You’ll Be More Thoughtful
Even a brief burst of cardio can improve your memory, says a study in the Journal of Alzheimer’s Disease. Plus, exercise boosts the brain’s level of dopamine (a neurotransmitter that helps control the brain’s reward and pleasure center). Meaning that not only will you remember that all-important date, but you’re more likely to feel warm fuzzies when you acknowledge it with a sweet card. Here’s to never forgetting another anniversary.
You’ll Boost Your Bond
While there are benefits to cranking out a hearty sweat session on your own, there’s truth behind the mantra, “The couple that plays together, stays together,” says Powell. “Whether you’re hiking a mountain, playing a soccer game, or hitting the weights in the gym, you’re preparing yourself physiologically and emotionally for all of the challenges to come,” she says.
“Relationships aren’t all hugs and high fives. There are tough times, and if you have a history of making it through challenges as a couple, you’re more likely to be able to make it through the rough challenges later in life.” Not to mention, when you feel like you’re dying on burpee number 23, it feels better to look over and see he’s working hard to make it through, too.
You’ll Have More Energy
According to the Mayo Clinic, exercise helps drive your energy levels through the roof because moving delivers oxygen and nutrients to your tissues and helps your cardiovascular system work more efficiently. When that’s cranking, your engine will be revved and ready for action—meaning you’re more likely to say yes to that after-dinner walk, or playtime in the backyard with the kids.
You’ll Support Each Other
As the saying goes, “happy wife, happy life.” Your man’s ticket to mastering this mantra lies in your fitness routine. Why? Because dopamine, those lovely neurotransmitters that are linked to your brain’s pleasure center, light up when you exercise.
Add that to a rush of endorphins and you’re one happy camper after a successful sweat session. And when you’re happy, you’re more likely to make the effort to ensure your partner is, too. “You not only want to be the best version of yourself, but you’re also going to encourage your spouse to become the best person that he can be as well,” says Powell.

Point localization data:
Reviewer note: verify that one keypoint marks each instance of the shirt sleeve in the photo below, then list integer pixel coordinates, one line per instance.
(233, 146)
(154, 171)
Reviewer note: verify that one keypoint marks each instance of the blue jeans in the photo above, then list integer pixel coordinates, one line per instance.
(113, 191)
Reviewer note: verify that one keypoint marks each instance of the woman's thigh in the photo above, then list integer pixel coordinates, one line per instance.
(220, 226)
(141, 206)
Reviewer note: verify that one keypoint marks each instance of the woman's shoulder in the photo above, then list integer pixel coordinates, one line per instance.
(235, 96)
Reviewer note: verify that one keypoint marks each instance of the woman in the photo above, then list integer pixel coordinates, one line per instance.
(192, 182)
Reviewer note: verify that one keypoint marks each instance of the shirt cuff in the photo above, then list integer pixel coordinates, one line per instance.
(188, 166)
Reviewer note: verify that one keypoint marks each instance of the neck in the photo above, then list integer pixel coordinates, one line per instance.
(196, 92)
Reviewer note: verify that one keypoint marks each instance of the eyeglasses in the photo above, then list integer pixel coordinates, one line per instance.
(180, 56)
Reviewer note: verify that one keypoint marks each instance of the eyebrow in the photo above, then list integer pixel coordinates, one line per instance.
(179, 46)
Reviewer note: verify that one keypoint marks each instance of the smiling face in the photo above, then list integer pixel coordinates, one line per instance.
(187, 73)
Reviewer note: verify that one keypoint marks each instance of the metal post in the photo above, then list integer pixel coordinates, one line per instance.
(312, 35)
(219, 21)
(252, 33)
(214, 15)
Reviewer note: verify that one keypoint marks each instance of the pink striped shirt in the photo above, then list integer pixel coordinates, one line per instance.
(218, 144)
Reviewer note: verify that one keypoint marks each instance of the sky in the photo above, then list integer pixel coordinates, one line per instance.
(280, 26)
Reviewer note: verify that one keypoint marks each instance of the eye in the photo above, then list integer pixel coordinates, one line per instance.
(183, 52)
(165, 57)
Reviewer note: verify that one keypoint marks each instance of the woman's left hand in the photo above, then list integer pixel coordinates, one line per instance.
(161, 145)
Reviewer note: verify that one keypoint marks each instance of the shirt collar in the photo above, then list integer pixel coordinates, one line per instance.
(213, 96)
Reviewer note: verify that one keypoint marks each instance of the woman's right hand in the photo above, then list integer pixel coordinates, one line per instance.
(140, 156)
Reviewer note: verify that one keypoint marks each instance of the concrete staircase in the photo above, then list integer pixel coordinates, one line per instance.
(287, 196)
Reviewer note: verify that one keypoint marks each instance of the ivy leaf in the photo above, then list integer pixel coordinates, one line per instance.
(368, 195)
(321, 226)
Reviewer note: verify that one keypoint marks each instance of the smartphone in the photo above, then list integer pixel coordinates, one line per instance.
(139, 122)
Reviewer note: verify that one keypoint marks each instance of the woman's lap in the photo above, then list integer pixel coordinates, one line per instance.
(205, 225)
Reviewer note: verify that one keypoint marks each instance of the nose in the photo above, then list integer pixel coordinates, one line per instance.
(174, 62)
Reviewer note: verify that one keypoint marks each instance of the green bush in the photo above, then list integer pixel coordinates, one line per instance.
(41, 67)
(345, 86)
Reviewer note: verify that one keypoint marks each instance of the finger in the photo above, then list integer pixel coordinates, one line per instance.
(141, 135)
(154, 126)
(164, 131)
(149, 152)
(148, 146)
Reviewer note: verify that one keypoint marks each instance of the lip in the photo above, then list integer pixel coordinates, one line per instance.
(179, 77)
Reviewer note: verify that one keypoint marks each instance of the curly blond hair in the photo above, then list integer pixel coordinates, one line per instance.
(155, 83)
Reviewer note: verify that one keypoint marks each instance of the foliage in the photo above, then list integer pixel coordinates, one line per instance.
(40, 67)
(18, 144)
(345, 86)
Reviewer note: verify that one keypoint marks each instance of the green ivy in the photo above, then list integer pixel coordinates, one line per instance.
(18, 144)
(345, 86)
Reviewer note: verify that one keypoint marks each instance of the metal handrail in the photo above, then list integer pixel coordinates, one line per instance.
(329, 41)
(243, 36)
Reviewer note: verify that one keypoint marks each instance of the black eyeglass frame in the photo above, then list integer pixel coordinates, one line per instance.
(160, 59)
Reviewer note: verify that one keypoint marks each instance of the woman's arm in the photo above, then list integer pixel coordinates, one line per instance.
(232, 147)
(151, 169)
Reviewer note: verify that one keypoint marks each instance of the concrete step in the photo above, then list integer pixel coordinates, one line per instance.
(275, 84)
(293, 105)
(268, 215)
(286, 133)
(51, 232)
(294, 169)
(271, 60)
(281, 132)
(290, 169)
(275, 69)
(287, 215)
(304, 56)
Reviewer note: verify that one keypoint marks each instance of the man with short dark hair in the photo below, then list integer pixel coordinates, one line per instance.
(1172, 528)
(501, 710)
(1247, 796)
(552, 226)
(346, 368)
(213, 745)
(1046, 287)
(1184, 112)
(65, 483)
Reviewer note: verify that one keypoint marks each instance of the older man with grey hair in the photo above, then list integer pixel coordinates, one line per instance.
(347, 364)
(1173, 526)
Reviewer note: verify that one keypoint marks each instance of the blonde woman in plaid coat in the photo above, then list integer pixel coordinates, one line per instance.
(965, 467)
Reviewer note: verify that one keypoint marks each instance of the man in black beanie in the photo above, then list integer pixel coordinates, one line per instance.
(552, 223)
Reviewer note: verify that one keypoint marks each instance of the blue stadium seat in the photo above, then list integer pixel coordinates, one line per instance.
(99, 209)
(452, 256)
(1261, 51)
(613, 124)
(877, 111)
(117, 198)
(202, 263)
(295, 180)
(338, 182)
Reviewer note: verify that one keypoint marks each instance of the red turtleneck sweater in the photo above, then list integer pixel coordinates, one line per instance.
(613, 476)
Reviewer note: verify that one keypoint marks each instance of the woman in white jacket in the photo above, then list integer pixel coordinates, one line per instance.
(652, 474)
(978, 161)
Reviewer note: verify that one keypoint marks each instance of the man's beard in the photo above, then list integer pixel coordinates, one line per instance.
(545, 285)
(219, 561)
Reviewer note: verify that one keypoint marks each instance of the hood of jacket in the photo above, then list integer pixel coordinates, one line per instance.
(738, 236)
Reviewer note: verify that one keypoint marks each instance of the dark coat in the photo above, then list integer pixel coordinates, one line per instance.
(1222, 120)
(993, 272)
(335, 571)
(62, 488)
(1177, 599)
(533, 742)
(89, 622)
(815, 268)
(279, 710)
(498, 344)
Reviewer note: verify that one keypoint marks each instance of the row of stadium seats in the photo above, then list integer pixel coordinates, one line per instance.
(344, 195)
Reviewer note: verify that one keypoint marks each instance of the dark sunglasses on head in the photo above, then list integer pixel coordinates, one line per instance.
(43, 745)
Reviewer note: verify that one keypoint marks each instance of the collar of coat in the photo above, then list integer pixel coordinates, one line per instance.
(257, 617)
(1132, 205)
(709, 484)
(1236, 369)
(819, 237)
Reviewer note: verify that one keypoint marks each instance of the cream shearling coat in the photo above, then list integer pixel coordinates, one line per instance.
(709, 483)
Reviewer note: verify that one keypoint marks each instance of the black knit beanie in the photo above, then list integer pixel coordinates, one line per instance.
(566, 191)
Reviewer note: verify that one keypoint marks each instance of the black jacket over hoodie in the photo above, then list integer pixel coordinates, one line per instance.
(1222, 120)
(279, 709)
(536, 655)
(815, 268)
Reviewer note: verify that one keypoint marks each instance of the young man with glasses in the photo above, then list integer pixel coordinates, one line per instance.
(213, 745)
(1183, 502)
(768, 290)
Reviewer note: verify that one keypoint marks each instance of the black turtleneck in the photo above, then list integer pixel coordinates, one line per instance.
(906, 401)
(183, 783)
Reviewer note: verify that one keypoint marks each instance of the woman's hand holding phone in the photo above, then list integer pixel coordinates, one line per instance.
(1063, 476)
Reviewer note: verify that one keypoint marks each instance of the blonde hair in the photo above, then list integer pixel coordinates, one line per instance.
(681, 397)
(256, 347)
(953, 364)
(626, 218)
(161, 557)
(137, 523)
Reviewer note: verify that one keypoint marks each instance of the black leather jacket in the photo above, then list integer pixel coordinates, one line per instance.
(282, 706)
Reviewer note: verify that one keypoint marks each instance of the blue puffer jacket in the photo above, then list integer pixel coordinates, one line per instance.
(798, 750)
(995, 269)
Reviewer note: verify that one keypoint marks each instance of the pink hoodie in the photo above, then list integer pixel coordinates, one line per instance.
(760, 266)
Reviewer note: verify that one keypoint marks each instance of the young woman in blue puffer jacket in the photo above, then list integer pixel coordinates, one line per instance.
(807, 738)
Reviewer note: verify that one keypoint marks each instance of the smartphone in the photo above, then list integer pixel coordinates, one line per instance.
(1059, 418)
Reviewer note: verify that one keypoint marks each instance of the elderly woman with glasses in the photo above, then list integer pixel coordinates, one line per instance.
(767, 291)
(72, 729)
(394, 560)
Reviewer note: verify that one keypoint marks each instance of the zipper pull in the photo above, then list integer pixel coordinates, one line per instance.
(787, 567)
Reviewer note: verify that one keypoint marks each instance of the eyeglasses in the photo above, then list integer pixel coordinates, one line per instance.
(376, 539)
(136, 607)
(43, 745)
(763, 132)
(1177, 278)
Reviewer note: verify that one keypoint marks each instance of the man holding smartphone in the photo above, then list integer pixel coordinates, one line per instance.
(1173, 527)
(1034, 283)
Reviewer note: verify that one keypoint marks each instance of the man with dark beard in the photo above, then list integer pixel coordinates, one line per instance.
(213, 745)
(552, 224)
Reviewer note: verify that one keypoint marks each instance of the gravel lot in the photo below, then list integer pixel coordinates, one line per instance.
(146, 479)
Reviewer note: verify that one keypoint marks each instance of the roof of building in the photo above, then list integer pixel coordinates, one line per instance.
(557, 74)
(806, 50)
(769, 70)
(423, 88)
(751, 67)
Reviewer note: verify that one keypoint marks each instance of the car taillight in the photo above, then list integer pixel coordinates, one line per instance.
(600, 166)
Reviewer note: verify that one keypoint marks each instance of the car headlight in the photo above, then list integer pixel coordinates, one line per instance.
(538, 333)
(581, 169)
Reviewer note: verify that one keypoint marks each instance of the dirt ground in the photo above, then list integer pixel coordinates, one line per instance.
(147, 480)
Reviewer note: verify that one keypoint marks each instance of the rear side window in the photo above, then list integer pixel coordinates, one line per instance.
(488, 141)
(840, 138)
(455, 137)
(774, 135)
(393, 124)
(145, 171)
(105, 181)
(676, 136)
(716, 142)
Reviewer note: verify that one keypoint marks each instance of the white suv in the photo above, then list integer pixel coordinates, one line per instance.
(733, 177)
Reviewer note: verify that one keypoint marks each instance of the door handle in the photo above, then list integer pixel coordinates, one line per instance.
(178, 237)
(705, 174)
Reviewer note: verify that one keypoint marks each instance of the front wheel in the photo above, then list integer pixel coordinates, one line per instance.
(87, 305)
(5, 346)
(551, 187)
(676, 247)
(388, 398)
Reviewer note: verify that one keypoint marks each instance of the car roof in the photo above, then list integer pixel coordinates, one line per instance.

* [Questions to answer]:
1. Summarize the passage on the benefits of exercise in two sentences.
2. Continue the passage on the benefits of exercise from its last sentence.

* [Exercise answers]:
1. Exercise can improve memory, raise dopamine levels, and increase energy by delivering oxygen and nutrients to tissues and helping the cardiovascular system work more efficiently. Working out as a couple prepares partners for challenges, and the happiness that exercise brings makes a person more likely to encourage a spouse to become the best person he can be.

2.
“And you’ll have a sense of camaraderie if you do it together. It’s nice to have Chris in the room doing cleans when I’m working on handstand push-ups. We can encourage each other; I can motivate him to accomplish something great, and he can do the same for me.”
You’ll Sleep Better
A lousy night of sleep doesn’t bode well for your relationship. Not only will you have low energy, but you’re more likely to be cranky, irritable, and impatient. Exercise (surprise!) can help. Research shows that the national guideline of 150 minutes of vigorous activity a week improves sleep quality by 65 percent, and the National Sleep Foundation reports that those who logged regular exercise felt less sleepy during the day.
You’ll Make Better Decisions
Your brain needs oxygen to be at the top of its game, and exercise helps make that happen. A recent study in Psychophysiology found that women who sweat have more oxygen flowing through the anterior frontal region of the brain, which is responsible for making decisions—like whether you both want to consider starting a family—and memory retention.
You’ll Live Longer
Research shows that those who regularly work out tend to have a longer life span because they’re reducing their risk for a myriad of health issues. That means more time to live out those grow-old-together dreams. Go ahead, renew your vows.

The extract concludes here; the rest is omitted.